* _Written request_
Convert every line of the records below into a numbered list, leaving out any blank lines.

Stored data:
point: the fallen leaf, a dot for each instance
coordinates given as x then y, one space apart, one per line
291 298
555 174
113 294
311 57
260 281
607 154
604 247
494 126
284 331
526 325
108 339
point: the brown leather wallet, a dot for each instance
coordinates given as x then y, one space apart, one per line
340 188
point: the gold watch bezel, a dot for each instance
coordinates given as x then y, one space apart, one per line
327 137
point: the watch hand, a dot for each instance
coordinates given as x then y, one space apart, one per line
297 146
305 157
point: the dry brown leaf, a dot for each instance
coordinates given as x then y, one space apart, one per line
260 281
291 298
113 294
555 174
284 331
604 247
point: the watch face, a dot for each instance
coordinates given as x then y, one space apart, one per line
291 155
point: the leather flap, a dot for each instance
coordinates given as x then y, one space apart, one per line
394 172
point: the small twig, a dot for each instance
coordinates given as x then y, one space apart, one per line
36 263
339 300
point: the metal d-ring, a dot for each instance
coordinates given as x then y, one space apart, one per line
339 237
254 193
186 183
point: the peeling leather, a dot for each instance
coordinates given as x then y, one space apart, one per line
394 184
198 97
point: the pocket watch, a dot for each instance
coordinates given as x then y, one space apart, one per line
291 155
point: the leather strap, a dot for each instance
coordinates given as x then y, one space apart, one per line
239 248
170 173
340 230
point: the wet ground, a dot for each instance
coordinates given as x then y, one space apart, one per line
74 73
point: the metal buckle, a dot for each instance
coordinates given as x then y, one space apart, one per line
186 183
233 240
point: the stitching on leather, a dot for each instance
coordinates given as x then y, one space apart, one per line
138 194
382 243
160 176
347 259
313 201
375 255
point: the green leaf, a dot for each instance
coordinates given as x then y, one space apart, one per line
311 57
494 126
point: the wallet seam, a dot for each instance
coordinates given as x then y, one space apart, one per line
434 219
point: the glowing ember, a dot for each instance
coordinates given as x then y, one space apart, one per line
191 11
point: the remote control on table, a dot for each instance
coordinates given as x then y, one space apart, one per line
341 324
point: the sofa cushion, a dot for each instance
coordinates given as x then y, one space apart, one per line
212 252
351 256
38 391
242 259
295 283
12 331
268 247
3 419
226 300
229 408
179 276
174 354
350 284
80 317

* _Answer to the problem_
1. point: the fallen leaf, a dot for each instance
2. coordinates given as x then y, one space apart, one per line
3. 291 298
4. 555 174
5. 113 294
6. 311 57
7. 260 281
8. 607 154
9. 604 247
10. 494 126
11. 284 331
12. 526 325
13. 108 339
14. point: the brown leather wallet, a dot for each instance
15. coordinates given as x then y, one space apart, one per line
16. 340 188
17. point: the gold watch bezel, a dot for each instance
18. coordinates given as x then y, one space apart, one per line
19. 327 137
20. point: the watch hand, a dot for each instance
21. coordinates given as x then y, one space apart, one per line
22. 297 146
23. 305 157
24. point: the dry brown leaf, a dot for each instance
25. coordinates given as x then y, one space apart, one per line
26. 260 281
27. 291 298
28. 113 294
29. 555 174
30. 284 331
31. 604 247
32. point: the watch face, a dot for each instance
33. coordinates given as x then y, one space apart, one per line
34. 291 155
35. point: the leather flap, a dot for each instance
36. coordinates given as x then y, one space apart, one per line
37. 394 172
38. point: the small twig, a dot for each instance
39. coordinates given as x then y, one space apart, one per line
40. 36 263
41. 339 300
42. point: the metal d-ring, a dot for each instance
43. coordinates given as x then y, one space apart, one per line
44. 339 237
45. 254 193
46. 186 183
47. point: the peeling leather, a dot for each instance
48. coordinates given as x then y, one space apart, one per line
49. 394 184
50. 198 97
51. point: the pocket watch, a dot for each instance
52. coordinates given as x then y, one space apart, one per line
53. 291 155
54. point: the leather strap, a dot for each instance
55. coordinates given as x then y, one space apart, one per line
56. 239 248
57. 170 173
58. 340 230
59. point: the wet ground, a dot for each instance
60. coordinates given as x then y, one space apart, one per line
61. 74 73
62. point: the metal buckle, a dot for each instance
63. coordinates given as x then y, one space apart, one per line
64. 186 183
65. 233 240
66. point: the stitching on leather, a dot for each instance
67. coordinates given as x then y, one space apart, one per line
68. 138 194
69. 382 243
70. 160 176
71. 347 259
72. 313 201
73. 375 255
74. point: the green leaf, a dot for each instance
75. coordinates given as x then y, one space apart, one per line
76. 311 57
77. 494 126
78. point: the wallet seam, a dot for each instance
79. coordinates given as x then y, one space apart, one per line
80. 434 219
81. point: the glowing ember, a dot for each instance
82. coordinates given as x then y, one space apart, one per line
83. 191 11
84. point: the remote control on table, a dot for each instance
85. coordinates given as x then y, one space apart, one per line
86. 341 324
87. point: the sofa cushion, a dot for each instance
88. coordinates given as x then y, one space apart, one per line
89. 212 252
90. 351 256
91. 38 391
92. 242 259
93. 295 283
94. 12 331
95. 268 247
96. 3 419
97. 226 300
98. 229 408
99. 179 276
100. 174 354
101. 350 284
102. 80 317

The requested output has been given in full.